### Excerpted passage

*** Block opens ***

The available sanctions include disbarrment, suspension, and censure. "Where there is intentional fraud, disbarrment is warranted. On the other hand, an attorney's lack of care would justify imposition of a sanction less than disbarrment. Such sanctions are censure and suspension. The length of the suspension would, of course, depend on the circumstances of the case." (In re Saladino (1978), 71 Ill.2d 263, 276.) Predictability and fairness require that there be a degree of consistency in the sanctions imposed for similar types of conduct (71 Ill.2d 263, 275; accord In re Clayter (1980), 78 Ill.2d 276, 283; In re Levin (1979), 77 Ill.2d 205, 211), but each disciplinary case is unique, and all must be determined on a case-by-case basis.
Hopper does not presently intend to resume the practice of law. In oral argument he told this court that he filed his Federal income tax returns on time and paid the tax for the years involved. The taxes owing to the Internal Revenue Service on the Federal returns were substantially more than those due the State. His failure with respect to his State returns appears traceable both to his unwillingness to make the extra calculations the State return required to report his capital gains properly and to his neurosis. Otherwise, it would appear unlikely that, having paid the much higher Federal tax on the transaction, the respondent would seek to avoid paying the State tax. The deficiencies in respondent's business judgment seem to have been caused by a serious psychiatric ailment for which he has received successful treatment. There was no intent to discredit his profession, and no individual clients were prejudiced by Hopper's conduct. In light of the nature and background of Hopper's conduct, this case merits the exercise of the court's leniency. The appropriate sanction is therefore censure.
We reject the recommendation of the divided Review Board that the respondent be suspended not because it was wrong to seek uniformity and consistency, but because the particulars of this case make it unlike In re Andros (1976), 64 Ill.2d 419, or In re O'Hallaren (1976), 64 Ill.2d 426, upon which the Review Board relied. In Andros the attorney suffered marital problems and the loss of a parent, but failed to file his Federal return. While Andros' problems caused him emotional strain, that cannot compare with the diagnosed psychiatric ailment with which Hopper was afflicted. In O'Hallaren again there were marital problems resulting in failure to file a Federal return, but not the sickness which in effect paralyzed Hopper and prevented him from filing his State returns. We follow the caveat laid out in O'Hallaren: "Determination of the discipline to be imposed requires an independent evaluation of the circumstances in each case. Because those circumstances vary substantially, sanctions which are appropriate in one situation may be inappropriate in another even though the underlying offense is similar or even the same." 64 Ill.2d 426, 433.

*** Block closes ***

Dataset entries
*** Block opens ***

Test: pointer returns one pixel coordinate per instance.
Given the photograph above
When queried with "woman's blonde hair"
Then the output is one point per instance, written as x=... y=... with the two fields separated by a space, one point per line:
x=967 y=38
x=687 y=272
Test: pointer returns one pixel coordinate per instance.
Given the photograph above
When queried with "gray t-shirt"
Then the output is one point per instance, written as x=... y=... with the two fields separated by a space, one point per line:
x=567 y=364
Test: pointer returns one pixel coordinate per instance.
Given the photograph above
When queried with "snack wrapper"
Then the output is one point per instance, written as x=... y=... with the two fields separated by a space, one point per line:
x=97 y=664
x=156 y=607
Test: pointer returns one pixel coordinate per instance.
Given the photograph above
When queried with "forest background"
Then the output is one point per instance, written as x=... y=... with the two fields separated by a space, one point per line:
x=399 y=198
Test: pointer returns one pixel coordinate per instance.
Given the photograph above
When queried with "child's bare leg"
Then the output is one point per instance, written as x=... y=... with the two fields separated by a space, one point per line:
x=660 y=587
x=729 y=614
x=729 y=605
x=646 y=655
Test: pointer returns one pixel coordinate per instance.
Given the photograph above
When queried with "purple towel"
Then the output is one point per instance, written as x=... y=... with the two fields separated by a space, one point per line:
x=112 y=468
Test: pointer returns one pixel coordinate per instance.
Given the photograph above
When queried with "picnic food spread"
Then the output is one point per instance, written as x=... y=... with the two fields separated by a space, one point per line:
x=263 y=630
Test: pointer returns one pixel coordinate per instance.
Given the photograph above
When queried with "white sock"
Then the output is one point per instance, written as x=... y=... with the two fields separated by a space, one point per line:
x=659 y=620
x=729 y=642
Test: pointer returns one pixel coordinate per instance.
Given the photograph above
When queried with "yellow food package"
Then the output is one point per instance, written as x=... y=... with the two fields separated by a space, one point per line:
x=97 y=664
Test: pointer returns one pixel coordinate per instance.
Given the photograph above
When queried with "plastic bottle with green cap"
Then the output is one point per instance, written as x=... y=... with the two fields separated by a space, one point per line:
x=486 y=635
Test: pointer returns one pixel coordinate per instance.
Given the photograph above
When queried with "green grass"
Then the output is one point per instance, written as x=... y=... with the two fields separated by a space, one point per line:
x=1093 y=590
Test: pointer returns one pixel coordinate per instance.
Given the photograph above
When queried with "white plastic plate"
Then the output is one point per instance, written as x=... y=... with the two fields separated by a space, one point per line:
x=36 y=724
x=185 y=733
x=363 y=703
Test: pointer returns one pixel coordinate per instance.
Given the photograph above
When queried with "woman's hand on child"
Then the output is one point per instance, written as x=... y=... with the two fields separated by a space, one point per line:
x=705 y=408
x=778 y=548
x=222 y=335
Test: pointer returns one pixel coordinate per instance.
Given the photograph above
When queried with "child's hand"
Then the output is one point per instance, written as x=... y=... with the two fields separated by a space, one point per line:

*** Block closes ***

### Task statement
According to the excerpted passage, what sanction does the court find appropriate for Hopper?

### Task solution
Censure.